**PROVIDED RECORDS**.
○ ○ ○ ○ ○
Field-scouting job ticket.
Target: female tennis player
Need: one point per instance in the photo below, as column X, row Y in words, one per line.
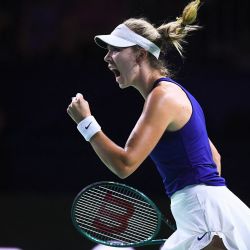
column 172, row 130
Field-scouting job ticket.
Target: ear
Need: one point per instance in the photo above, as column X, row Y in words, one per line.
column 141, row 55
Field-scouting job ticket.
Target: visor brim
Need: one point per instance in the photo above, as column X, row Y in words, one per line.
column 104, row 40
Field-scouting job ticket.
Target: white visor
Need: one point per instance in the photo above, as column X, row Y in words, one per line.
column 122, row 36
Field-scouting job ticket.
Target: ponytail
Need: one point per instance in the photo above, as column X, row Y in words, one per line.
column 176, row 31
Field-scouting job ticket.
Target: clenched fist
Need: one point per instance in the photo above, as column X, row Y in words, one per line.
column 78, row 108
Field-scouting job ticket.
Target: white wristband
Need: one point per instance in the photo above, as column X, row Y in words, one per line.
column 88, row 127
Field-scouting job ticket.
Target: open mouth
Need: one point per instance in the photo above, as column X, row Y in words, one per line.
column 116, row 72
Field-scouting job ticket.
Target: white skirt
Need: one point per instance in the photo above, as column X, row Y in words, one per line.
column 201, row 212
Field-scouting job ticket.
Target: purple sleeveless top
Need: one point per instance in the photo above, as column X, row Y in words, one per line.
column 184, row 157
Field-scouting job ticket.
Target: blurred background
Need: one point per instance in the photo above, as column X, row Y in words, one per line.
column 47, row 55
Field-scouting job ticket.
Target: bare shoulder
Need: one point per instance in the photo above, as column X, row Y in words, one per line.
column 169, row 102
column 167, row 94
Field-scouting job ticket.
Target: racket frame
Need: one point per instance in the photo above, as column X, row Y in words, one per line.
column 149, row 241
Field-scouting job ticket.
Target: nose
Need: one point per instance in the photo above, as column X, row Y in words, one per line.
column 107, row 57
○ ○ ○ ○ ○
Can you repeat every record above exactly, apart from the pictures?

Field-scouting job ticket.
Target: female tennis player
Need: one point per instance in the photo below, as column X, row Y in words, one per line.
column 172, row 130
Field-scouting job ticket.
Target: ear
Need: one point per instance in the photo above, as column X, row Y in words, one per line.
column 141, row 55
Field-scouting job ticket.
Target: visor brim
Need: one point per instance in the photo above, as column X, row Y in words, one per line.
column 104, row 40
Field-scouting job ticket.
Target: white visor
Need: one point per instance in the photo above, as column X, row Y in words, one per line.
column 122, row 36
Field-scouting job ticket.
Target: ponytail
Need: one point per instance in the photo above, as column X, row Y in words, one per line.
column 176, row 31
Field-scouting job ticket.
Target: clenched fist
Need: one point per instance in the photo above, as column X, row Y in words, one per line.
column 78, row 108
Field-scouting job ticket.
Target: white wristband
Need: one point per instance in the photo above, as column X, row Y in words, one per line.
column 88, row 127
Field-scouting job ticket.
Target: open mouth
Need: one point per instance in the photo above, as column X, row Y in words, one per line.
column 116, row 72
Field-scouting job ticket.
Target: white skirt
Need: one point per instance in the photo above, as column X, row Y in words, one per line.
column 201, row 212
Field-scouting job ticket.
Target: purple sleeveless top
Need: one point per instance in the photo above, as column X, row Y in words, one per line.
column 184, row 157
Field-scouting job ticket.
Target: blurred background
Need: one point per instance in the photo above, as column X, row Y in words, one per line.
column 47, row 55
Field-scouting job ticket.
Target: bare shoulder
Need: one point per instance in the photo above, as column X, row Y in words, one per line.
column 169, row 102
column 167, row 94
Field-scouting job ticket.
Target: racket frame
Need: one point per instance in the photo above, as column X, row Y in words, one per line.
column 149, row 241
Field-scouting job ticket.
Target: nose
Need: one point per instance in the photo above, as column X, row Y in words, one per line.
column 107, row 57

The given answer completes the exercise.